■ TASK REQUIREMENTS: Set down each of the records below exactly as it reads. No pictures go into the copy.

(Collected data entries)
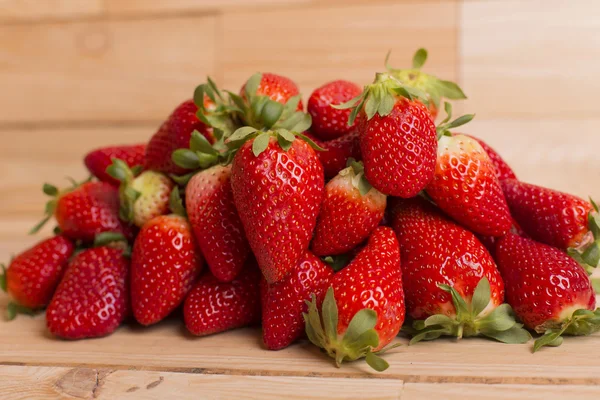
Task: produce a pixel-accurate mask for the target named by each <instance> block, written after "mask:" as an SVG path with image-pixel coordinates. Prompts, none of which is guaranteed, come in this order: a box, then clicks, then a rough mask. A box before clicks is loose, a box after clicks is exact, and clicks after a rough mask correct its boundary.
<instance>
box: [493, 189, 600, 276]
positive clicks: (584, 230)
mask: <svg viewBox="0 0 600 400" xmlns="http://www.w3.org/2000/svg"><path fill="white" fill-rule="evenodd" d="M502 189H503V190H504V195H505V196H506V201H507V202H508V205H509V207H510V211H511V213H512V215H513V217H514V218H515V220H517V222H518V223H519V225H521V227H522V228H523V230H524V231H525V232H526V233H527V234H528V235H529V236H530V237H531V238H532V239H535V240H537V241H540V242H542V243H545V244H548V245H550V246H554V247H558V248H559V249H562V250H567V249H572V251H571V254H572V255H573V256H575V257H576V258H583V259H582V260H580V261H584V262H585V263H586V264H588V265H589V266H591V267H595V266H597V265H598V261H600V260H599V258H600V251H599V247H600V217H598V213H597V209H595V206H594V204H593V203H590V202H588V201H585V200H583V199H581V198H579V197H577V196H573V195H570V194H567V193H562V192H559V191H557V190H552V189H547V188H543V187H541V186H536V185H531V184H528V183H523V182H519V181H518V180H516V179H509V180H505V181H503V182H502Z"/></svg>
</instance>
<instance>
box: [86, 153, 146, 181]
mask: <svg viewBox="0 0 600 400" xmlns="http://www.w3.org/2000/svg"><path fill="white" fill-rule="evenodd" d="M145 152H146V145H145V144H135V145H127V146H111V147H102V148H99V149H96V150H93V151H90V152H89V153H88V154H87V155H86V156H85V158H84V160H83V162H84V163H85V166H86V167H87V169H88V171H90V173H91V174H92V175H94V176H95V177H96V178H98V180H101V181H102V182H108V183H112V184H113V185H115V186H118V185H119V181H118V180H116V179H114V178H113V177H112V176H110V175H109V174H107V173H106V168H108V166H109V165H110V164H112V160H113V159H114V158H118V159H119V160H123V162H124V163H125V164H127V166H128V167H129V168H133V167H135V166H138V165H140V166H141V165H144V154H145Z"/></svg>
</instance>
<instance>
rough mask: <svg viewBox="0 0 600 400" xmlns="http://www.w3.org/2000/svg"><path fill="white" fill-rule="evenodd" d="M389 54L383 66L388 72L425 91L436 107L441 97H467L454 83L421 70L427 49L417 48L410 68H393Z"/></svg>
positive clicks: (411, 84)
mask: <svg viewBox="0 0 600 400" xmlns="http://www.w3.org/2000/svg"><path fill="white" fill-rule="evenodd" d="M390 54H391V53H388V54H387V57H386V59H385V66H386V68H387V70H388V72H389V73H390V74H391V75H393V76H394V77H396V78H397V79H399V80H400V81H402V82H403V83H404V84H406V85H408V86H412V87H414V88H417V89H419V90H422V91H423V92H425V93H427V95H428V99H430V100H431V101H432V102H433V104H434V105H435V107H436V108H439V106H440V102H441V99H442V98H446V99H451V100H462V99H466V98H467V96H465V94H464V92H463V91H462V89H461V88H460V87H459V86H458V85H457V84H456V83H454V82H451V81H445V80H442V79H439V78H437V77H435V76H433V75H429V74H426V73H424V72H423V71H421V68H422V67H423V65H424V64H425V61H427V55H428V54H427V50H425V49H419V50H417V51H416V53H415V55H414V56H413V62H412V68H410V69H395V68H393V67H392V66H390V64H389V57H390Z"/></svg>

■ RESPONSE TO THIS EXERCISE:
Task: produce a pixel-accurate mask for the target named by each <instance> block, written after "mask:" as an SVG path with image-pixel coordinates. Prompts, none of which is guaranteed, come in this order: a box, then clicks, then a rough mask. A box before clicks is loose, a box after clicks is exact, and clicks after a rough mask correct its boundary.
<instance>
box: [493, 189, 600, 276]
positive clicks: (584, 230)
mask: <svg viewBox="0 0 600 400" xmlns="http://www.w3.org/2000/svg"><path fill="white" fill-rule="evenodd" d="M502 189H503V190H504V195H505V196H506V201H507V202H508V205H509V207H510V211H511V213H512V215H513V217H514V218H515V220H517V222H518V223H519V225H521V227H522V228H523V230H524V231H525V232H526V233H527V234H528V235H529V236H530V237H531V238H532V239H535V240H537V241H540V242H542V243H545V244H548V245H550V246H554V247H558V248H559V249H562V250H567V249H572V251H571V254H572V255H573V256H575V257H576V258H583V259H582V260H580V261H584V262H585V263H586V264H588V265H589V266H591V267H595V266H597V265H598V261H600V260H599V258H600V251H599V247H600V217H598V213H597V209H595V206H594V204H593V203H590V202H588V201H585V200H583V199H581V198H579V197H577V196H573V195H570V194H567V193H562V192H559V191H557V190H552V189H547V188H543V187H541V186H536V185H531V184H528V183H523V182H519V181H518V180H516V179H509V180H505V181H503V182H502Z"/></svg>
</instance>
<instance>
box: [86, 153, 146, 181]
mask: <svg viewBox="0 0 600 400" xmlns="http://www.w3.org/2000/svg"><path fill="white" fill-rule="evenodd" d="M145 152H146V145H145V144H135V145H127V146H111V147H102V148H99V149H96V150H93V151H90V152H89V153H88V154H87V155H86V156H85V158H84V160H83V162H84V163H85V166H86V167H87V169H88V171H90V173H91V174H92V175H94V176H95V177H96V178H98V180H101V181H102V182H108V183H112V184H113V185H115V186H118V185H119V181H118V180H116V179H114V178H113V177H112V176H110V175H109V174H107V173H106V168H108V166H109V165H110V164H112V160H113V159H114V158H118V159H119V160H123V162H124V163H125V164H127V166H128V167H129V168H133V167H135V166H138V165H140V166H141V165H144V154H145Z"/></svg>
</instance>
<instance>
rough mask: <svg viewBox="0 0 600 400" xmlns="http://www.w3.org/2000/svg"><path fill="white" fill-rule="evenodd" d="M389 54L383 66L388 72L425 91L436 107L441 97H467L454 83L421 70L427 49L417 48L410 68H393Z"/></svg>
positive clicks: (411, 84)
mask: <svg viewBox="0 0 600 400" xmlns="http://www.w3.org/2000/svg"><path fill="white" fill-rule="evenodd" d="M390 54H391V53H388V54H387V57H386V59H385V66H386V68H387V70H388V72H389V73H390V74H391V75H393V76H394V77H396V78H397V79H399V80H400V81H402V82H403V83H404V84H406V85H408V86H412V87H414V88H417V89H419V90H422V91H423V92H425V93H427V95H428V99H430V100H431V101H432V102H433V104H434V105H435V107H436V108H439V106H440V102H441V99H442V98H446V99H451V100H462V99H466V98H467V96H465V94H464V92H463V91H462V89H461V88H460V87H459V86H458V85H457V84H456V83H454V82H451V81H445V80H442V79H439V78H437V77H435V76H433V75H429V74H426V73H424V72H423V71H421V68H422V67H423V65H424V64H425V61H427V55H428V54H427V50H425V49H419V50H417V51H416V53H415V55H414V56H413V62H412V68H410V69H395V68H393V67H392V66H390V64H389V57H390Z"/></svg>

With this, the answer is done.